## [Document passage]
——
Abstracts: Chimp Tools, Nutrition and Obesity, and More


• Chimpanzee mothers have been caught on tape for the first time teaching their young to use tools. The chimps instruct their offspring in building probes to fish for termites. (Science Daily)

Chimps need their mothers’ help to get those tasty termites. Visual: iStock.com/ Editorial12

• A group of scientists is working to create the Human Cell Atlas, which would serve as a sort of Google Maps for the human body. (The Atlantic)

• A possible new dwarf planet called 2014 UZ224 has been discovered in our solar system. (Space)

• We first highlighted fat — then sugar — as Dietary Enemy No. 1, but reductions in both have done little to curb obesity. The oversimplification of focusing on one component, rather than our diets as a whole, may be to blame. (Undark)

• A lab studying exomes has discovered that many genetic mutations thought to cause disease are actually relatively common in healthy people, and may not be harmful after all. (Nature)
——
(Stored data)
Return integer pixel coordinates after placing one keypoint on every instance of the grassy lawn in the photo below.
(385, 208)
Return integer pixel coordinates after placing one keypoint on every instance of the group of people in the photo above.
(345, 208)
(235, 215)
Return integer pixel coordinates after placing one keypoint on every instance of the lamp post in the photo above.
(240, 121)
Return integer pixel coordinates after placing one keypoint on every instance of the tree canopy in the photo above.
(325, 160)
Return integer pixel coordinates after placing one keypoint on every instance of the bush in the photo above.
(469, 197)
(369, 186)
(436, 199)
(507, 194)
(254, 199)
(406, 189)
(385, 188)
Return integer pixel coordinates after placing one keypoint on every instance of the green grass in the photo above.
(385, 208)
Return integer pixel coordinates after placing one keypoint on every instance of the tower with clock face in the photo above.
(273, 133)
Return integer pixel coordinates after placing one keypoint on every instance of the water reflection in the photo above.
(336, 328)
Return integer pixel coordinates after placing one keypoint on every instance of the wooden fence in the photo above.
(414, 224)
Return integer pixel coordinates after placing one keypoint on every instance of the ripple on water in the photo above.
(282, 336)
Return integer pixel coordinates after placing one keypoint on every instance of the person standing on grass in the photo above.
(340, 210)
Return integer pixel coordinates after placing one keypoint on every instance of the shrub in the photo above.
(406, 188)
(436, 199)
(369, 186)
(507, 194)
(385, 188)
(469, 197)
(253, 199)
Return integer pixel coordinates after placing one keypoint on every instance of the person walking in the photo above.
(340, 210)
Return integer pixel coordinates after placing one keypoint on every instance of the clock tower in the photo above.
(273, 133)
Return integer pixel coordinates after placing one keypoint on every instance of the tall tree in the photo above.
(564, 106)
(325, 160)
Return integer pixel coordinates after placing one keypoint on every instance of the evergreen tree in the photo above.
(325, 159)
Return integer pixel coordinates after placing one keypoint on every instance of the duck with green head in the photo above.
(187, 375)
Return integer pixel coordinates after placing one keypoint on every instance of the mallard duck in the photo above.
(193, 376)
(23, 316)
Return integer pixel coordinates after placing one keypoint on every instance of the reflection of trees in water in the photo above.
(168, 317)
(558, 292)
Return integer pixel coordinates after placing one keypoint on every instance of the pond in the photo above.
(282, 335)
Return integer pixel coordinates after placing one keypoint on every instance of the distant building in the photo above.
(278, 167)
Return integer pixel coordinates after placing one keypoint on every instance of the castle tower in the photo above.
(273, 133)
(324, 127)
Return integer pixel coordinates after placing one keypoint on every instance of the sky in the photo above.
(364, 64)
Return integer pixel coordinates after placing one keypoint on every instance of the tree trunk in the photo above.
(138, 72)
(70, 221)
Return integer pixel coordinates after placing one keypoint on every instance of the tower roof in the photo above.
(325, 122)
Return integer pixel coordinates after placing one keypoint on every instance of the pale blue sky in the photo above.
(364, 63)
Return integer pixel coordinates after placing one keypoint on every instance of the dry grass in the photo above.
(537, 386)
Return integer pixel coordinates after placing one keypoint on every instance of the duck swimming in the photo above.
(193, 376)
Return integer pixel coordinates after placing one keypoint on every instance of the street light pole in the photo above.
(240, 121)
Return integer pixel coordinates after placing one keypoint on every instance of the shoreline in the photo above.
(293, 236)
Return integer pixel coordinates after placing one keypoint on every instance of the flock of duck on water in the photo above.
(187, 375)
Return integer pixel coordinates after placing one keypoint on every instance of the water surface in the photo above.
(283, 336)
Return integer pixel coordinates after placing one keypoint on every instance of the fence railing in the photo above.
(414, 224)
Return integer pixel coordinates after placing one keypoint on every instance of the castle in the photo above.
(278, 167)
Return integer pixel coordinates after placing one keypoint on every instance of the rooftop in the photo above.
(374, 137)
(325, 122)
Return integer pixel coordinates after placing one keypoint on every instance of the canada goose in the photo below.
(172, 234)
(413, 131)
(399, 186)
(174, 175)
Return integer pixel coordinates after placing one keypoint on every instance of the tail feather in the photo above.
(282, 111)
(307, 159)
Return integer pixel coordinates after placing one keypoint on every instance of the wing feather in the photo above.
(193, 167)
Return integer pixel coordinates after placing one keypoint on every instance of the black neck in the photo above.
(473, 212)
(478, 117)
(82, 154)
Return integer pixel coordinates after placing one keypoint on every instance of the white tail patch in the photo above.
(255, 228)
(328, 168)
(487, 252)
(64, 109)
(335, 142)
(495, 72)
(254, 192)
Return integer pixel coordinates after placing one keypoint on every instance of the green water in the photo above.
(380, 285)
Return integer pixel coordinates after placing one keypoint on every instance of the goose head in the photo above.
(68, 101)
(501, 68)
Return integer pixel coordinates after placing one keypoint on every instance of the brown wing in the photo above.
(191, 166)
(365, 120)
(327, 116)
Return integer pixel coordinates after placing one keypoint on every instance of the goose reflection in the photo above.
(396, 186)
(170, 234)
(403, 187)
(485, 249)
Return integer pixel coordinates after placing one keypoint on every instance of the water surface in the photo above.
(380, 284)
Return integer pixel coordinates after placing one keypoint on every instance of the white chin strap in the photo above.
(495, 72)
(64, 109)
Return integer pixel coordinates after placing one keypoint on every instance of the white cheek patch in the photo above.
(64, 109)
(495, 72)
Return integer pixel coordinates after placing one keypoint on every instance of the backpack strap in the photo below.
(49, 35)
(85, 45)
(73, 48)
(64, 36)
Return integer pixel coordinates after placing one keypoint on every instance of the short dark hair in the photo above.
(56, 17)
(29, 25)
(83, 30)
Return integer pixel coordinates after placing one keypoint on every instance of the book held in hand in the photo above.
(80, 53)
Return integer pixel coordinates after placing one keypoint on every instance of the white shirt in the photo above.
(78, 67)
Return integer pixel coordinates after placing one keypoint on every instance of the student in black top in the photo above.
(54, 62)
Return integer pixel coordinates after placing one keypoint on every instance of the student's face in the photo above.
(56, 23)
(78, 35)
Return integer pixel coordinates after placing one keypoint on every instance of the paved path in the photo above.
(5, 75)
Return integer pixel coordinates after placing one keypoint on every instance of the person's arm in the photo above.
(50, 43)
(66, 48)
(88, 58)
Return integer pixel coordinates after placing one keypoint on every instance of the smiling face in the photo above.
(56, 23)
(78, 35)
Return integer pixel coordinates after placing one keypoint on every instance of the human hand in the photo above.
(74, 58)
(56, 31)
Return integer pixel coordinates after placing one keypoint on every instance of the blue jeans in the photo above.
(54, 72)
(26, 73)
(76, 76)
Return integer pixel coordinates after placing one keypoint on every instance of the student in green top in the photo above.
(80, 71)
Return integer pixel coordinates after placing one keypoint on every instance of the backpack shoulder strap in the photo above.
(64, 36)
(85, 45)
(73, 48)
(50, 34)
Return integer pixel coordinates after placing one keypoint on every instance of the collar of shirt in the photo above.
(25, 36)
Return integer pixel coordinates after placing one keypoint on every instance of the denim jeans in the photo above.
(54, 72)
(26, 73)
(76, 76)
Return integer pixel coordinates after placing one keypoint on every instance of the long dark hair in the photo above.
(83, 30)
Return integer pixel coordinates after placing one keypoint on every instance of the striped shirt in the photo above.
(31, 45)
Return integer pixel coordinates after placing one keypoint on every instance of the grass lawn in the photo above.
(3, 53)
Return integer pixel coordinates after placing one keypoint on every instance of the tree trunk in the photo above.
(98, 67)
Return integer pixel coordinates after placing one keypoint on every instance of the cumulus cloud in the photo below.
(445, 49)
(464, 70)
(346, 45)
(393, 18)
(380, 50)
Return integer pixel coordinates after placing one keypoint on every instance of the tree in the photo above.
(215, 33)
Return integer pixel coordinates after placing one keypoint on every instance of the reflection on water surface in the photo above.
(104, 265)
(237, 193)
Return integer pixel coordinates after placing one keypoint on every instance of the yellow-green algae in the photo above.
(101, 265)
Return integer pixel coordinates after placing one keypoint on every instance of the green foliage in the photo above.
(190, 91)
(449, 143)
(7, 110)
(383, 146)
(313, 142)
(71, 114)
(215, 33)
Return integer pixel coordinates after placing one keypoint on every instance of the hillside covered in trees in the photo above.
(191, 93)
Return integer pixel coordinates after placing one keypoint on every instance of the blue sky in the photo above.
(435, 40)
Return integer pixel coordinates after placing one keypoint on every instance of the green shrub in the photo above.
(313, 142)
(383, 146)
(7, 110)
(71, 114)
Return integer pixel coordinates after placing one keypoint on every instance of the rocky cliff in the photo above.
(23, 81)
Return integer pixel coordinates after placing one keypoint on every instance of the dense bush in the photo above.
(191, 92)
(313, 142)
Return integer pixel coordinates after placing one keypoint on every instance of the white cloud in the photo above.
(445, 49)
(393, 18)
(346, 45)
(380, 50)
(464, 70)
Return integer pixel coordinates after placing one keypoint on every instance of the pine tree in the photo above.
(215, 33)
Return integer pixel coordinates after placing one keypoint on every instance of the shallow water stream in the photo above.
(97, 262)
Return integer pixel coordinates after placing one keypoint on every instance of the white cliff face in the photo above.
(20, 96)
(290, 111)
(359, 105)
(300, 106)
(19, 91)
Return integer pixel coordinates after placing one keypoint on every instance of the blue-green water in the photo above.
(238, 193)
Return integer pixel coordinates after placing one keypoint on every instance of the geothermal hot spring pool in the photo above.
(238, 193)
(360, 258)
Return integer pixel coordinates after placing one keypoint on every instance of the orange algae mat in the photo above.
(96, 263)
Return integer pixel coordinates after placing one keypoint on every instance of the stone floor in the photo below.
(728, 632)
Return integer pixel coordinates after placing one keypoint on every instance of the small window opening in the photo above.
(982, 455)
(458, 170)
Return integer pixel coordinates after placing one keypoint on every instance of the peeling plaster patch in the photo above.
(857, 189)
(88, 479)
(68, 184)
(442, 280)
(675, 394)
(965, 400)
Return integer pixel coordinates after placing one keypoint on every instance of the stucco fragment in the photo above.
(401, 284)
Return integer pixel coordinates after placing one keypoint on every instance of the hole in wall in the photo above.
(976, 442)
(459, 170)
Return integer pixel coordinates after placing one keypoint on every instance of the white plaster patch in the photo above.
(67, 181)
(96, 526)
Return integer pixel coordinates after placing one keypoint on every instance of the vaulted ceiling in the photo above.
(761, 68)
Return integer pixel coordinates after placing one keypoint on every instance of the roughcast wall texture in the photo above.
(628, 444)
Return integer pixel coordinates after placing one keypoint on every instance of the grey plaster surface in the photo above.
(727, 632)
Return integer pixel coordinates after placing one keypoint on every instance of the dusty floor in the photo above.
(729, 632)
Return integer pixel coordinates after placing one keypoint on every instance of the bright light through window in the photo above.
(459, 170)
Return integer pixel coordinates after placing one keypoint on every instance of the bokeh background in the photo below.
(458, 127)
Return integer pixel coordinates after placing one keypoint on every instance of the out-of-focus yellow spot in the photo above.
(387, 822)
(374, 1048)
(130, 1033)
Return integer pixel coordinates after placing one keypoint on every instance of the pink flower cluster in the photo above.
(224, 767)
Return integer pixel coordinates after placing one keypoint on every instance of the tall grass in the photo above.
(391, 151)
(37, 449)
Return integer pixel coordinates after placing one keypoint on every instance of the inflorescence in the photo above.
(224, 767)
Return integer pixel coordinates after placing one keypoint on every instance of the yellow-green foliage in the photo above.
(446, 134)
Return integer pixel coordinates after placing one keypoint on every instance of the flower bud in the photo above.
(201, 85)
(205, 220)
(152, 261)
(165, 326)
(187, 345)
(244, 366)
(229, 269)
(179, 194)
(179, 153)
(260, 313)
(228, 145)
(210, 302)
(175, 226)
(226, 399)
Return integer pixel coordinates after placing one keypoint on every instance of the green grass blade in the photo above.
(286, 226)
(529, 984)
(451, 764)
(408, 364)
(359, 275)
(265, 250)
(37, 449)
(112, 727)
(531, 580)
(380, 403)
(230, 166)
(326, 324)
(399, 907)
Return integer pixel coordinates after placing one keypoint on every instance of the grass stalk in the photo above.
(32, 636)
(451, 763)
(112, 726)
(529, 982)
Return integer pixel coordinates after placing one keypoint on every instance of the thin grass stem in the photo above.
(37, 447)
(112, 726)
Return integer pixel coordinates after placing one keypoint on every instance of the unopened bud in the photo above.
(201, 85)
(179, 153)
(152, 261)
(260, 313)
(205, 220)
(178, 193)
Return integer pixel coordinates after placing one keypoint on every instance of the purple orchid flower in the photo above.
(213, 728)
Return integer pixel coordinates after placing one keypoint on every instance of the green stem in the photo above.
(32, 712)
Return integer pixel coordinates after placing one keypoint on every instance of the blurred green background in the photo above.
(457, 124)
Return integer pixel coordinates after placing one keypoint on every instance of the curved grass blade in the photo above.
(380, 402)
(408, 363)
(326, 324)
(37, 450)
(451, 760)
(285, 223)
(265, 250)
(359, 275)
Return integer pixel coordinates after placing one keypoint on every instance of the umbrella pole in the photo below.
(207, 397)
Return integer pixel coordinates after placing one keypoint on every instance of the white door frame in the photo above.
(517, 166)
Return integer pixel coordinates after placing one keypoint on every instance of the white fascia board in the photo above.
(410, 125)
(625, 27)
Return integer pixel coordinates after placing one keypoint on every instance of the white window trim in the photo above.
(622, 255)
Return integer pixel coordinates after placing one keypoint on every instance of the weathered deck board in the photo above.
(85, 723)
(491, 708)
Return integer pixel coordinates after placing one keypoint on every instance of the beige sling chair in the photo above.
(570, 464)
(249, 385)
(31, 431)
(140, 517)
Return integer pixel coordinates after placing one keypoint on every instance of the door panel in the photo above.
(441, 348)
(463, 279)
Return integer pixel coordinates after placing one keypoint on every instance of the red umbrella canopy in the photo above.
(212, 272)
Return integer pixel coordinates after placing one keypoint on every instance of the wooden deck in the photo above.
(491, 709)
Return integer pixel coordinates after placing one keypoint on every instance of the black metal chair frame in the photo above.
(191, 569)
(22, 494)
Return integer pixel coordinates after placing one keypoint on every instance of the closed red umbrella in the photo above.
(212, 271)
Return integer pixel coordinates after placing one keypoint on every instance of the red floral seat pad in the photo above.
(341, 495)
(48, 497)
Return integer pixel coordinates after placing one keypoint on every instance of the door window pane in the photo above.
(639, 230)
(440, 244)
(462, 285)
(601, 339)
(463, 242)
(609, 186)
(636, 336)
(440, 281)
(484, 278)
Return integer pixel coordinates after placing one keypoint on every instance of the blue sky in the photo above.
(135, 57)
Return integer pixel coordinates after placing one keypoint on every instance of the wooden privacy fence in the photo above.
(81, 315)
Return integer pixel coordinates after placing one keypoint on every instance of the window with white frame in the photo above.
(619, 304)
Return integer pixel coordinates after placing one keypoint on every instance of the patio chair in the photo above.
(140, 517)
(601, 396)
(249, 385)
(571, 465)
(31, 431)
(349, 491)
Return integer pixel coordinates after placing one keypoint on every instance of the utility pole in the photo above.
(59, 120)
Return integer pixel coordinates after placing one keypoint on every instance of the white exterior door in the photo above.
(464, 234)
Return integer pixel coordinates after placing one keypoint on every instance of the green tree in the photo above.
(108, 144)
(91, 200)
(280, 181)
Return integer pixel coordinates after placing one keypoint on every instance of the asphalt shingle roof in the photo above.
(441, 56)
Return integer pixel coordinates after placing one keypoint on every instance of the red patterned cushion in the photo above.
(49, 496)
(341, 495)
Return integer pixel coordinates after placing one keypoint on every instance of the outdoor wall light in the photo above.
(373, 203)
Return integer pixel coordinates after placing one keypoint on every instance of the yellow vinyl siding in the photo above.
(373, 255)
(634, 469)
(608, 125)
——
## [What to work on]
1. In the science news digest, what do chimpanzee mothers teach their offspring to build?
2. Please write the next part of the science news digest, picking up after its final item.

## [Answers by task]
1. Probes to fish for termites.

2.
• Silkworms spin super-strong, electrically conductive silk after being fed carbon nanotubes and graphene. The extra-tough silk could be used in medical implants, durable fabrics, and electronics. (Scientific American)

• Naked mole rats could chow down on hot peppers all day without feeling the burn. These unusual rodents are immune to pain caused by heat sensitivity. (Washington Post)

• A new Zika zone has popped up in northern Miami, but scientists say it wasn’t unexpected, nor does it signal that the state’s control efforts aren’t working. (New York Times)

• Surgeons can use stretchy 3D-printed bone scaffolds to treat broken bones. When implanted in the tissue of animals, the material encourages real bone growth within a month. (Science News)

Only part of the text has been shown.